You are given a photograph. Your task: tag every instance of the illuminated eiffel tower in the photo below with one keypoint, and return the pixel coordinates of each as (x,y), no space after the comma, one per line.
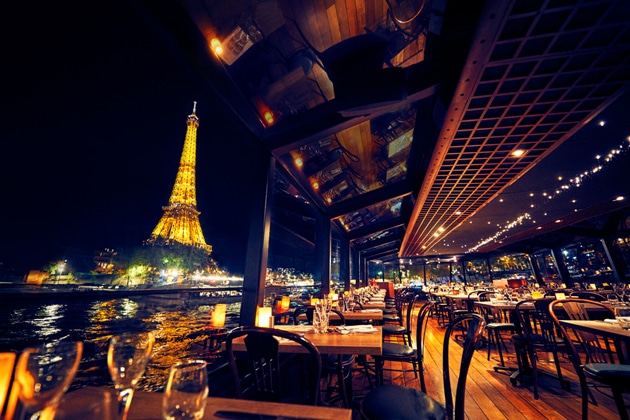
(180,221)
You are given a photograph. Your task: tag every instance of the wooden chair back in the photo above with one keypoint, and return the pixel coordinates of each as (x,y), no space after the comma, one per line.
(473,324)
(260,370)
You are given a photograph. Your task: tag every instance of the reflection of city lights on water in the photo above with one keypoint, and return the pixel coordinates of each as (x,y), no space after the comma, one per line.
(46,319)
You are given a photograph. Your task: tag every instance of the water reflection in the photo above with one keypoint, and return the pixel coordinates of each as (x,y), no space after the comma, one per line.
(181,325)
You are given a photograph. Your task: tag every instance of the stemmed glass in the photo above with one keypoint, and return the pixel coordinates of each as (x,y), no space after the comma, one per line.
(186,391)
(127,359)
(44,373)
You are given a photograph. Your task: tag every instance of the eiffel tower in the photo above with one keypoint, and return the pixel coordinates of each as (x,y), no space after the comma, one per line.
(180,221)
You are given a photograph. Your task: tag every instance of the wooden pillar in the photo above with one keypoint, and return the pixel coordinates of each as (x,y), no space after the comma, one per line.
(565,276)
(258,241)
(323,241)
(344,263)
(355,270)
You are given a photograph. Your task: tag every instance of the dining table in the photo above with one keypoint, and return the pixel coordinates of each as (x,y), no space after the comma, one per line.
(608,329)
(374,315)
(360,340)
(97,403)
(374,304)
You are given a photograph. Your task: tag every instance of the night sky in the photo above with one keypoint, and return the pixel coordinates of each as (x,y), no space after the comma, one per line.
(94,109)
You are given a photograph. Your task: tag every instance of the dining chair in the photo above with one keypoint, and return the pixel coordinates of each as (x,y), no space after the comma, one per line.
(397,352)
(399,402)
(585,294)
(537,334)
(598,367)
(399,328)
(495,328)
(263,373)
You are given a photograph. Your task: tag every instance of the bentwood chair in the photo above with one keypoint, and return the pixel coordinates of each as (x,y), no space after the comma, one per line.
(387,402)
(397,328)
(537,334)
(333,365)
(598,368)
(262,373)
(496,325)
(586,294)
(397,352)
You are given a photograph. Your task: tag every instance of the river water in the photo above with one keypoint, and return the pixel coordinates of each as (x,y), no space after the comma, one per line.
(180,323)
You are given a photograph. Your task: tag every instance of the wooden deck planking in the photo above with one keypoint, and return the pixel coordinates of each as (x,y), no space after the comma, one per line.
(490,394)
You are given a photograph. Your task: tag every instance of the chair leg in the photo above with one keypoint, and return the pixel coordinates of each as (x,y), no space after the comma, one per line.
(499,341)
(621,406)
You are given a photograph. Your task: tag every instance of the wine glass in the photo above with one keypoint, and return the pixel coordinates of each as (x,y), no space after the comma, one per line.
(44,373)
(186,391)
(127,359)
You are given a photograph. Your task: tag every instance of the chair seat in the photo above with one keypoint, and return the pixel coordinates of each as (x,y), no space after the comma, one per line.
(396,402)
(609,372)
(500,326)
(393,329)
(397,350)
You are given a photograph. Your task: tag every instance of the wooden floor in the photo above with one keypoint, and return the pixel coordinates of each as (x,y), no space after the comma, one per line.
(490,394)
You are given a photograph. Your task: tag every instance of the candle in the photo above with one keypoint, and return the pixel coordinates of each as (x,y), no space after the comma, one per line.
(264,318)
(7,362)
(218,315)
(286,303)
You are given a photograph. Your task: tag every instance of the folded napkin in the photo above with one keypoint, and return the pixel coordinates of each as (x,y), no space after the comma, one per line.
(359,328)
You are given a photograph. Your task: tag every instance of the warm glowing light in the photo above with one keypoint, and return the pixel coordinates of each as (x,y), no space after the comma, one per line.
(269,117)
(264,317)
(218,315)
(286,303)
(7,361)
(215,44)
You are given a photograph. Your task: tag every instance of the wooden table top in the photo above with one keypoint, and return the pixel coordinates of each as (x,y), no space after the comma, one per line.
(374,305)
(91,402)
(329,343)
(604,328)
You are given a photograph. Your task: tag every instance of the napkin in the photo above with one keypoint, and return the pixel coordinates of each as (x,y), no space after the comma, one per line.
(360,328)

TASK DIRECTIONS
Repeat only the lines from the one holding "of the warm" through the last line of the data.

RESPONSE TO THE TASK
You are given a photograph. Your task: tag every instance of the warm glowing light in the photo above with one keypoint, and return the pixel coordinates of each as (x,y), no space after the comma, one per line.
(269,117)
(264,317)
(218,315)
(286,303)
(7,361)
(215,44)
You are given a photograph. Your task: tag every instance of the wooden table top in the photo above with one keypoint, and return the pixel coordinates of each as (x,y), no space after the comma, one per line.
(374,305)
(91,402)
(329,343)
(604,328)
You are given a photograph. Your task: tag every instance of the napkin in the photo above with one keypoint, and return the pixel coordinates of each as (x,y), no space after the comma, one per line.
(360,328)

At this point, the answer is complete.